▸ EXERCISE DIRECTIONS
Every entry that follows should be repeated exactly; drop the images.

▸ EXTRACTED DATA
* START *

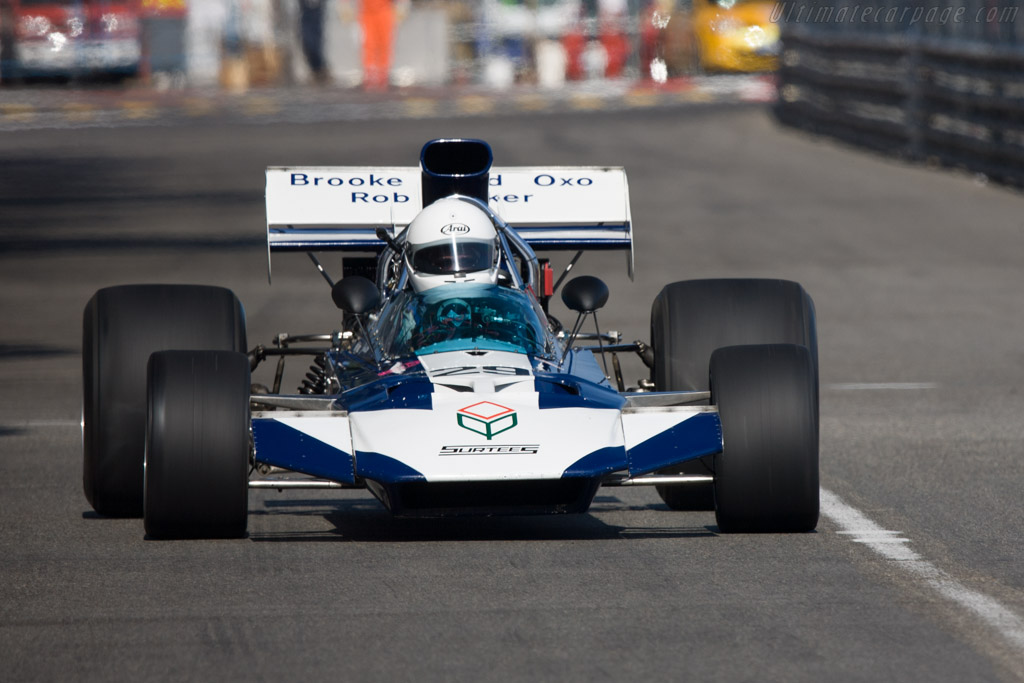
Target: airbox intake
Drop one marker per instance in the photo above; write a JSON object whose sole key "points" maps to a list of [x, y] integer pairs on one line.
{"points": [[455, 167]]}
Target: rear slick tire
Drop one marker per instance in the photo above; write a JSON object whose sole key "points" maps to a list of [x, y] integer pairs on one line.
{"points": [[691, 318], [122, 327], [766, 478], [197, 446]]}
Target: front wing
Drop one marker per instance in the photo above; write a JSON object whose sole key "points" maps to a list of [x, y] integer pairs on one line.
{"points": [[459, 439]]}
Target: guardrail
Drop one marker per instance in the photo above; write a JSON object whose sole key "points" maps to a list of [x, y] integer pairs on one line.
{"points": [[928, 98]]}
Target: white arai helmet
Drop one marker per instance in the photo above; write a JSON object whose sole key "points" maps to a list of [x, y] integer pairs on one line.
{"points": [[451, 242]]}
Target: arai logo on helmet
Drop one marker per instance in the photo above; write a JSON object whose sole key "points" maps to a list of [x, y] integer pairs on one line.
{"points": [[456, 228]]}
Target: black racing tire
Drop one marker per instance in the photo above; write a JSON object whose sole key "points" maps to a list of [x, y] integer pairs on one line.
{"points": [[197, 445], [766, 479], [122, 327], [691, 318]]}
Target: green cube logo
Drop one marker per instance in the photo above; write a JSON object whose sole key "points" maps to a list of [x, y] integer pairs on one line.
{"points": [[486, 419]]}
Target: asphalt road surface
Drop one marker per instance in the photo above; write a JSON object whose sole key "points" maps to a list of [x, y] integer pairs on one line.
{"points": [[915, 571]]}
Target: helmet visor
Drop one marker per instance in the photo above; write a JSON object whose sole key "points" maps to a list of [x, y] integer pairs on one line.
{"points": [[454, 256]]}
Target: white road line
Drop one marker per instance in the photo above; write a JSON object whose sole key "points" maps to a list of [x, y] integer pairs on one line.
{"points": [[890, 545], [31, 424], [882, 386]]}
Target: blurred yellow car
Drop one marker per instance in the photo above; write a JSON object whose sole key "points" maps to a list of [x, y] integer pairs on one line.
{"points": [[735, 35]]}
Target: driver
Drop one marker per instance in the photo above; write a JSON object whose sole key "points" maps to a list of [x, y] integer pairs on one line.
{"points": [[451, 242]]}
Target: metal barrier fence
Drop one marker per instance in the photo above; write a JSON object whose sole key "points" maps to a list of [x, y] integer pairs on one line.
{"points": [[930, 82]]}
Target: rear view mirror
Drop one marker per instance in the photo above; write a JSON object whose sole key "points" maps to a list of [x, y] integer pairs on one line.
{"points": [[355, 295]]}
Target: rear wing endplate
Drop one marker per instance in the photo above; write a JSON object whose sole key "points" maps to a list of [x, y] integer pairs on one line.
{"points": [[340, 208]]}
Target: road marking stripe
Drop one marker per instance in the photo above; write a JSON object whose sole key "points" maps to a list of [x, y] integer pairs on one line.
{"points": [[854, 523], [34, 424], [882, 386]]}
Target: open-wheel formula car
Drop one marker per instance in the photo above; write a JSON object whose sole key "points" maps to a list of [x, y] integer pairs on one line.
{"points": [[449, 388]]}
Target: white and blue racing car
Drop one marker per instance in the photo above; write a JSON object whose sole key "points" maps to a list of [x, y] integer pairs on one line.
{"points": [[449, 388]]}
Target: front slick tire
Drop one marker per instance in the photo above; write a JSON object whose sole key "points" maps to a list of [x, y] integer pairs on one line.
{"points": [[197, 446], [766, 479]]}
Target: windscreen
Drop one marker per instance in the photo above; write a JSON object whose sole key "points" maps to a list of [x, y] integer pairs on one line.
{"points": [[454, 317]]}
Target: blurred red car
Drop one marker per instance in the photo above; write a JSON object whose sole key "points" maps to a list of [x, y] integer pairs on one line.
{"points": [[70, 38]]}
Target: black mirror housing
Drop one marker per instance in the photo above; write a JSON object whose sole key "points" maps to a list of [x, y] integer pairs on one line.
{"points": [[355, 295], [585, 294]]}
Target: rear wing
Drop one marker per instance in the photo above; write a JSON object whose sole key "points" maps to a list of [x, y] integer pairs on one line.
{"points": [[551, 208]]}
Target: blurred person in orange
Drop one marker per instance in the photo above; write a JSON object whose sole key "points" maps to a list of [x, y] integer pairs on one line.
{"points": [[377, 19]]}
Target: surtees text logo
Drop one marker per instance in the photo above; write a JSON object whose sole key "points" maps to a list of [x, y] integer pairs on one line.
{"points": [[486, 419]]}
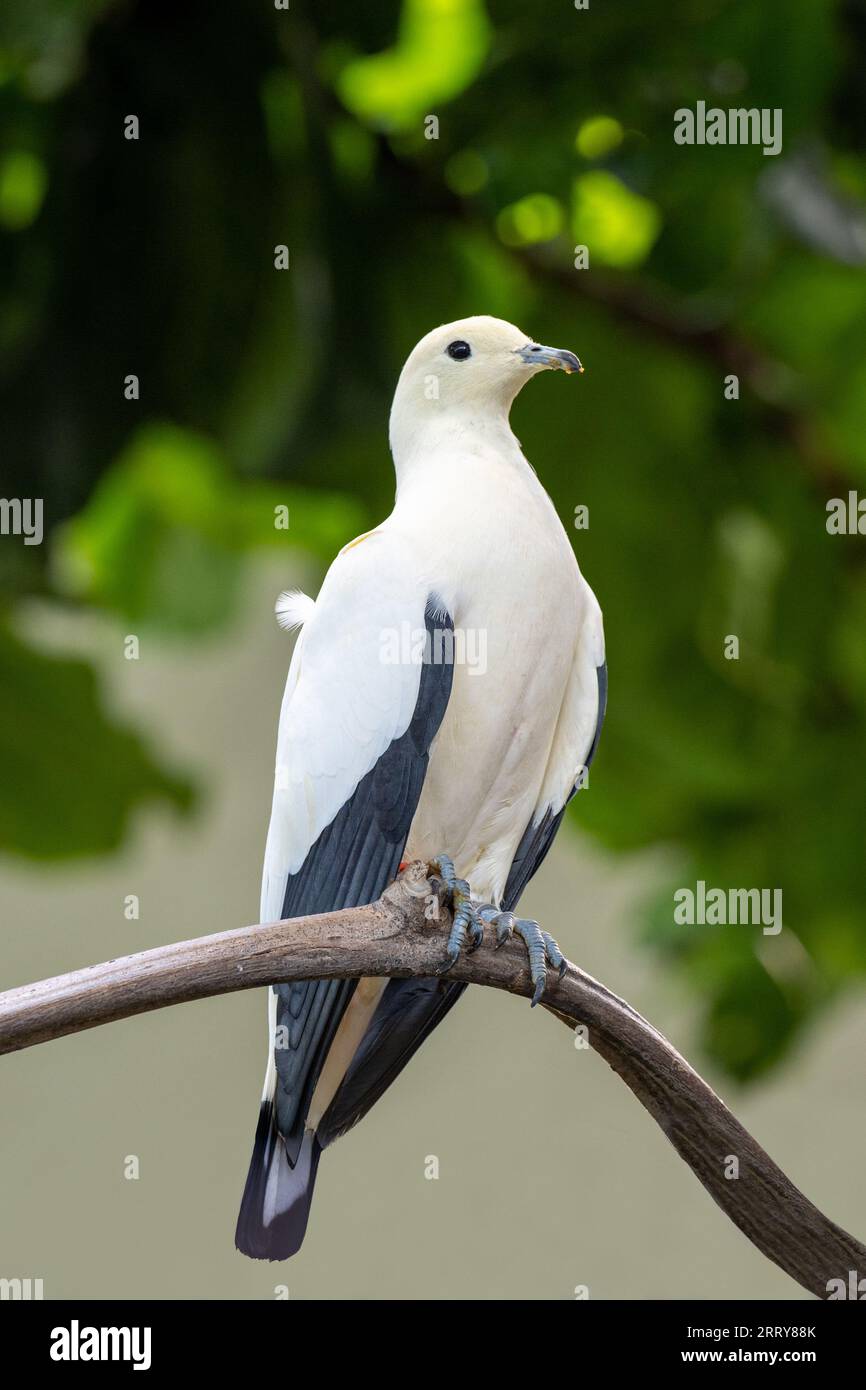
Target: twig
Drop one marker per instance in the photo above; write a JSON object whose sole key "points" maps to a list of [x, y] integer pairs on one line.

* END *

▸ REPLY TO THE TASK
Target: airbox intake
Drop one marker per instance in the photo above; write a JSON object whose sole key "points" maps to a list of [x, y] integer pairs on one line.
{"points": [[455, 167]]}
Target: rear slick tire
Drop one marker per instance in the photo above; write a JSON object whose sole key "points" maps to a list of [x, y] integer pairs on one line.
{"points": [[691, 318], [122, 327], [766, 478], [197, 446]]}
Target: front wing
Drop one marker per instance in the photo above; write a JSON object whose sole key "points" maps to a list of [x, y] integer pairs on one line.
{"points": [[459, 439]]}
Target: guardrail
Drop one marker per instance in the photo above; write a JSON object whose sole key "points" maps to a list of [x, y] integer pairs on one line.
{"points": [[928, 98]]}
Target: white arai helmet
Drop one marker per instance in the photo above; write a JSON object whose sole key "points" maps to a list of [x, y] integer pairs on one line.
{"points": [[451, 242]]}
Target: arai logo on helmet
Drop one marker per instance in the photo above; write a JSON object whose sole key "points" maps to a list of [x, y] integer pairs on one line.
{"points": [[456, 228]]}
Target: black racing tire
Drop one marker per instance in the photo above; write a JSON object whose sole key "points" maps to a list of [x, y] integer pairs on one line.
{"points": [[197, 445], [766, 479], [122, 327], [691, 318]]}
Target: green cube logo
Drop one marker per instance in the photo above; write a JSON object whose sole key "points" maps to a list of [x, y] integer pairs on one line.
{"points": [[486, 419]]}
Target: asphalt road surface
Drop one marker per instance in the photo above; write a JSON object whose sole key "points" maps to a list of [x, y] integer pairs on one line.
{"points": [[915, 571]]}
Target: helmet visor
Drop one marker per instance in the photo above; write a JSON object whose sole key "points" maps to a list of [x, y] integer pairs on one line.
{"points": [[454, 256]]}
Target: white road line
Drop one marker per instance in the photo above; write a JSON object whose sole key "points" maps to a list of [x, y] integer pairs on one line.
{"points": [[890, 545], [31, 424], [882, 386]]}
Target: blurred yellow car
Drop one marker per instance in the photo above; write a JSON object whose sole key "points" maps to a list of [x, y] integer pairs on one line.
{"points": [[735, 35]]}
Target: driver
Drop one marker per instance in the photo above; write a JSON object whose sole key "points" maps to a list of [x, y] integer pairs on one line.
{"points": [[451, 242]]}
Target: metal barrier fence
Drop one marker per instance in the photo above; write a JSON object whose sole key "points" maps to a list of [x, y] integer pairs on one line.
{"points": [[930, 82]]}
Target: rear view mirror
Drop one marker per instance in the photo above; write a JSON object whose sole key "points" maps to a list of [x, y] integer pairs on one line.
{"points": [[355, 295]]}
Target: rear wing endplate
Drop one marker per instance in the photo above; write a JSON object whose sole key "points" maps to a list of [x, y] integer pairs on one line.
{"points": [[340, 208]]}
Target: road marking stripe
Drop one marker per instance in the photo above; write a JSON object whose sole key "points" maps to a list of [x, y] integer pairs on one line.
{"points": [[854, 523], [34, 424], [882, 386]]}
Target: open-wheel formula car
Drop one marker per instance in the photo above; write a JSON object whose sole key "points" maps to a list of [x, y] integer pairs on one line.
{"points": [[449, 388]]}
Target: white and blue racing car
Drop one marker per instance in the photo above; write a JSON object whose sole key "points" maps to a list of [x, y] integer pairs on one line.
{"points": [[449, 388]]}
Target: front slick tire
Drop one marker per instance in the photo above; write a JSON object whose sole key "points" maps to a list of [x, y] integer pairs on one line.
{"points": [[197, 446], [766, 479]]}
Target: windscreen
Drop one marker per instance in the photo above; write a JSON object whose sole key "points" maps to a list of [x, y] integer pairs on one line.
{"points": [[454, 317]]}
Target: blurred red car
Drop one marker per instance in the photo above; write a JSON object whose sole key "points" maps to a list of [x, y] integer pairs on one line.
{"points": [[70, 38]]}
Target: black mirror housing
Drop one marker per instance in the photo above; write a JSON object whose sole key "points" maps to a list of [x, y] integer pairs on one line.
{"points": [[355, 295], [585, 294]]}
Target: rear wing
Drop one marker per instance in the photo above; write a JSON object whose sole key "points" maps to a list of [x, y] integer pairs on one line.
{"points": [[551, 208]]}
Target: blurred person in orange
Drop one marker per instance in the photo above; write a JSON object whose sole key "points" maps to a list of [x, y] integer pairs on one line.
{"points": [[377, 19]]}
Target: surtees text logo
Drop one marker per instance in the photo above; write a JSON object whose sole key "points" maps to a list of [x, y] integer pairs on one line.
{"points": [[486, 419]]}
Target: twig
Drop one marker per instance in the photo above; write a JSON object whose sole key "points" maps to a list of [x, y] integer pairs on one line.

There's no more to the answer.